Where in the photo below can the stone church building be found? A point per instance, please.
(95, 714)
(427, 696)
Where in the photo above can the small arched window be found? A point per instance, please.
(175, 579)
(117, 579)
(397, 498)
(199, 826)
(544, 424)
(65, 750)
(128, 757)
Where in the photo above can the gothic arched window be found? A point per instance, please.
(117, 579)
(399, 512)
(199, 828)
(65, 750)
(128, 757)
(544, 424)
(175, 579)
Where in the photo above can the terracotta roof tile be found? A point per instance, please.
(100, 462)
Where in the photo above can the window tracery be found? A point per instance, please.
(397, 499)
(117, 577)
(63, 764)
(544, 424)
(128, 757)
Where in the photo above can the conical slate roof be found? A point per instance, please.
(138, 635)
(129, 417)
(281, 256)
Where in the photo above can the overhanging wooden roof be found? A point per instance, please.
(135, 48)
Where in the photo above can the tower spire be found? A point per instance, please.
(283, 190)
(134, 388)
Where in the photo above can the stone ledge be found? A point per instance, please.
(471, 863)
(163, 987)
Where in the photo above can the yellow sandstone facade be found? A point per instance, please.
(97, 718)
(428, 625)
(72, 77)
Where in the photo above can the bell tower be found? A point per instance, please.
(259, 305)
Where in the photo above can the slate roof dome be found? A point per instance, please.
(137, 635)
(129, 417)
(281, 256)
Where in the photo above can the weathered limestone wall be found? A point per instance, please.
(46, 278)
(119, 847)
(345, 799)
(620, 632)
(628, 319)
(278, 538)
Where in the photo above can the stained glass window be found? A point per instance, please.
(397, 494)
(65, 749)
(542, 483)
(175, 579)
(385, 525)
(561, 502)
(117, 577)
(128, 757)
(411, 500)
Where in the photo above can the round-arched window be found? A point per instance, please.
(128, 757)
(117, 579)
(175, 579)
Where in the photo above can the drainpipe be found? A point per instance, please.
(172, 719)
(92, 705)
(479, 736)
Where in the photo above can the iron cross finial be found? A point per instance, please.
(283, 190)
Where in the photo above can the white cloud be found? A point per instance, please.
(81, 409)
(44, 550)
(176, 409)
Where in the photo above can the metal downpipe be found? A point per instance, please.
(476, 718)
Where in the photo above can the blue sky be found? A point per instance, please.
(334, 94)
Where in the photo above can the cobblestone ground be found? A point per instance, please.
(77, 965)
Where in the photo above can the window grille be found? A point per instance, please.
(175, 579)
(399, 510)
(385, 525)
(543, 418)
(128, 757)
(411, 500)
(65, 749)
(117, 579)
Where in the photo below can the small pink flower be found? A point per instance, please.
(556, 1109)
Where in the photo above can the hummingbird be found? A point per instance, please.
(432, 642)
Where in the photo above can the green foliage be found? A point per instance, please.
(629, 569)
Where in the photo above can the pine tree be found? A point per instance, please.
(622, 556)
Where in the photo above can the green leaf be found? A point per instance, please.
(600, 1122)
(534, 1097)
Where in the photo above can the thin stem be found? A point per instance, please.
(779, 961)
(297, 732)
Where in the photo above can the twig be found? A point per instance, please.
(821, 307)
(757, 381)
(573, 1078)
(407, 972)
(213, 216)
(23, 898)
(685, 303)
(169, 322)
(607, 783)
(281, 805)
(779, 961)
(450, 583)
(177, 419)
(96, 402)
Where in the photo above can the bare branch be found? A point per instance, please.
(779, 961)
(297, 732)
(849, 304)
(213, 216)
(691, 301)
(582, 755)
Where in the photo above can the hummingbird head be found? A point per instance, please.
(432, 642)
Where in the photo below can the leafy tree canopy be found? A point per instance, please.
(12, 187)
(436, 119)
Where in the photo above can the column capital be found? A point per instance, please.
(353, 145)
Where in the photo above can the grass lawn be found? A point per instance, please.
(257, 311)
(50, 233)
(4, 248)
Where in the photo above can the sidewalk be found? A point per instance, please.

========

> [OBJECTIVE]: Present the part of the records that opens with the line containing "Where in the photo above can the cobblestone" and closes with the line containing "(556, 1109)" as a numbered list, including both of those lines and leaving out blank lines.

> [THE RESULT]:
1. Where in the photo above can the cobblestone ground be found? A point per instance, please.
2. (77, 965)
3. Where in the photo above can the window grille be found? A point per instance, please.
4. (175, 579)
5. (399, 510)
6. (385, 525)
7. (543, 418)
8. (128, 757)
9. (411, 500)
10. (65, 749)
11. (117, 579)
12. Where in the photo below can the small pink flower be found? A point per instance, please.
13. (556, 1109)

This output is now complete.